> [Testo da analizzare]
-.-.-
Ogni salto tecnologico ripropone due questioni gemelle: quali effetti si riflettono sulla qualità del lavoro e quale sarà la quantità di lavoro necessario. Dando per acquisito il cambio di paradigma imposto dall’industria 4.0, resta da stabilire come la digitalizzazione di processi e prodotti trasformerà il lavoratore 4.0.

Magone ingranaggi

“In Germania, in questo momento, il dibattito è tutto incentrato sul lavoro”. Lo ha detto en passant Henning Banthien, segretario generale di Plattform Industrie 4.0, nel suo intervento all’assemblea del Cluster Fabbrica Intelligente lo scorso 4 ottobre a Milano.

Per rispondere in modo ordinato ai deflagranti quesiti che la prospettiva dell’industria 4.0 apre, la piattaforma federale ha coinvolto anche il sindacato; scopo dichiarato, esercitare un’azione preventiva per ordinare le aspettative del mondo del lavoro, posto davanti al maggior cambiamento di assetti (e politiche) industriali osservato da questa generazione. Il messaggio sottende che il lavoro non passerà indenne dalla trasformazione in atto, dunque è più che opportuno prefigurarne l’evoluzione.
-.-.-
[Dati per l'ancoraggio di oggetti tramite linguaggio naturale]

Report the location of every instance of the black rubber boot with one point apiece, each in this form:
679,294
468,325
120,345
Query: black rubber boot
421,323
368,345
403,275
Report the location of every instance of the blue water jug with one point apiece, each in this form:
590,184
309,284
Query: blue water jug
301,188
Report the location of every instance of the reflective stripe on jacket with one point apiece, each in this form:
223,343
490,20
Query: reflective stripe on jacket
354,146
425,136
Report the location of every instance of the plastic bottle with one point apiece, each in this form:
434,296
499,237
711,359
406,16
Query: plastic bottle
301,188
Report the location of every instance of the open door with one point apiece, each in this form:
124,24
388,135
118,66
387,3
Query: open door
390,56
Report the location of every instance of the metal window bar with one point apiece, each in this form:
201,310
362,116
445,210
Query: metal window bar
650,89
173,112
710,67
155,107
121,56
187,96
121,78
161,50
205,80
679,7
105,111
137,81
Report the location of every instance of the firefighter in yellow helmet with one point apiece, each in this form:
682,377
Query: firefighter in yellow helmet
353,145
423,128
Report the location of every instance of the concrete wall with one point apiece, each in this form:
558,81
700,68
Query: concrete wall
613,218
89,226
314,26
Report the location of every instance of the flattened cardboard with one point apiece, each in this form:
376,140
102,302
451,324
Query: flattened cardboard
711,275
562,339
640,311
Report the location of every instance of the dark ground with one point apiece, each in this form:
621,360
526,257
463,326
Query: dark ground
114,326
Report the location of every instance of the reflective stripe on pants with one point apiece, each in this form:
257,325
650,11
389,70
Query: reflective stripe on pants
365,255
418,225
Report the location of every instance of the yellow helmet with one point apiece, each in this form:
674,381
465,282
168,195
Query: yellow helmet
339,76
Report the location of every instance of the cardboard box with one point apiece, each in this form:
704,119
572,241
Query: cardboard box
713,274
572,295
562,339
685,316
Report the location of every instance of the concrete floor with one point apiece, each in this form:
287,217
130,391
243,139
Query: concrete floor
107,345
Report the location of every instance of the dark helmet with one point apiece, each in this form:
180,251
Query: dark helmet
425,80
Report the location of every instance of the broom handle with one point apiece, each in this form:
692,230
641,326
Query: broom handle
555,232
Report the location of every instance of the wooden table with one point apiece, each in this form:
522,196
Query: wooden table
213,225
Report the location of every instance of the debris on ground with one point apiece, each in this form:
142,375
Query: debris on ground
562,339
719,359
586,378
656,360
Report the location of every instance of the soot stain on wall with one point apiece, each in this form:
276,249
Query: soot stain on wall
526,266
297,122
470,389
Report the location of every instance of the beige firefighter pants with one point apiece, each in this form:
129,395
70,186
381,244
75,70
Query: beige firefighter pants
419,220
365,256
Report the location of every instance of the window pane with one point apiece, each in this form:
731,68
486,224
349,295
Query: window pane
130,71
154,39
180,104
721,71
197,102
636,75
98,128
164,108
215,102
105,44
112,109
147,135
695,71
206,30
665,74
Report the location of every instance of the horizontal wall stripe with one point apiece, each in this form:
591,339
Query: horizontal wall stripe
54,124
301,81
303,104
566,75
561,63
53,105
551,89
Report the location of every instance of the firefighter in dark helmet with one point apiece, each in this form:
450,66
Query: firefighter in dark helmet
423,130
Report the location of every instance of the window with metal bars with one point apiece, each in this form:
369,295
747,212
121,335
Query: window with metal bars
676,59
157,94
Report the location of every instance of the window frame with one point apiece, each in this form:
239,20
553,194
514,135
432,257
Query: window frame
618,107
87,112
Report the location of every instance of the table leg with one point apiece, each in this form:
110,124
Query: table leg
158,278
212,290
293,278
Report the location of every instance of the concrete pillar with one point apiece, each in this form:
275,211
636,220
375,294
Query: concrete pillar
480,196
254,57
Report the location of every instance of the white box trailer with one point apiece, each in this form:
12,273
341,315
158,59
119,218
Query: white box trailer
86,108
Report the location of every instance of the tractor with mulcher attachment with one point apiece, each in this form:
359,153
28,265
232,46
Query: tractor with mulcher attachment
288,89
-.-.-
> [Applicate quanto letto]
a) Trascriva esattamente il passo del testo sull'industria 4.0 che va da "Per rispondere in" fino a "opportuno prefigurarne l’evoluzione.", entrambi inclusi.
b) Secondo il testo sull'industria 4.0, quale carica ricopre Henning Banthien?
Per lo svolgimento ci si basi esclusivamente sul testo sull'industria 4.0.

> [Risultati per compito]
a)
Per rispondere in modo ordinato ai deflagranti quesiti che la prospettiva dell’industria 4.0 apre, la piattaforma federale ha coinvolto anche il sindacato; scopo dichiarato, esercitare un’azione preventiva per ordinare le aspettative del mondo del lavoro, posto davanti al maggior cambiamento di assetti (e politiche) industriali osservato da questa generazione. Il messaggio sottende che il lavoro non passerà indenne dalla trasformazione in atto, dunque è più che opportuno prefigurarne l’evoluzione.

b) È segretario generale di Plattform Industrie 4.0.